Update the part of the passage on video delivery that begins with "2. Media preparation" and ends with "suboptimal user experience.", and write it out again with "video expert" changed to "streaming specialist".

##### Reading passage #####

A good plan will set out the vision and map the vendors and technologies required to establish the optimal architecture. Best led by a technical architect, it will outline how all the components inter-relate and provide a foundation for the processes needed to (quite literally) deliver the vision. The roadmap doesn’t need to be set in stone, but it does need to be in place from the beginning. The best plans are proactive, adaptive and iterative – but they’re all anchored to a defined vision.

2. Media preparation

This is central to the user experience. Building on the roadmap, media preparation is about understanding and optimising the various technical components required to deliver high-quality video at scale. In a complex world with no single encoding standard, preparing content for delivery requires a granular understanding of a range of variables; devices, screen sizes, bitrates, frame rates, sequencing and configuration. It’s highly technical and often goes beyond the skillsets of a technical architect. It requires the input of a true video expert. The slightest misalignment will inevitably lead to poor quality streams and suboptimal user experience.

3. Apps and control planes

The foundation for building effective applications is, once again, enshrined in the roadmap. Unfortunately, applications are often designed by great software developers who are, sadly, unfamiliar with the peculiarities of video delivery and the idiosyncrasies in how users browse and view content. Simple things like the order in which components load in an app can massively impact the speed of delivery. The development of intelligent rules around aspects like pre-buffering or pre-caching content can help create a smoother experience. Conversely, when apps aren’t optimised for the way your services work, it can kill the experience altogether.

Control planes also dictate the quality of the user experience. The control plane sits in the background, discretely validating user entitlements, authorisation, location and licensing rights to make the app work quickly and effectively. However, a poorly configured control plane can play havoc with content delivery – delaying or interrupting the user experience. For example, if 100,000 people hit the same server at the same time – and, each time, the system must go through a convoluted series of steps before serving content – the experience will lag and the viewer will become frustrated. That spinning wheel on the player at the time of playback isn’t only as a result of CDN interaction. Once again, configuring the platform to avoid delay requires specific know how and expertise.

##### Record excerpts #####

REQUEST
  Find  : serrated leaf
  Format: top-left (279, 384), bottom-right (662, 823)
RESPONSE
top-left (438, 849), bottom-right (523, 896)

#####

Your solution »
2. Media preparation

This is central to the user experience. Building on the roadmap, media preparation is about understanding and optimising the various technical components required to deliver high-quality video at scale. In a complex world with no single encoding standard, preparing content for delivery requires a granular understanding of a range of variables; devices, screen sizes, bitrates, frame rates, sequencing and configuration. It’s highly technical and often goes beyond the skillsets of a technical architect. It requires the input of a true streaming specialist. The slightest misalignment will inevitably lead to poor quality streams and suboptimal user experience.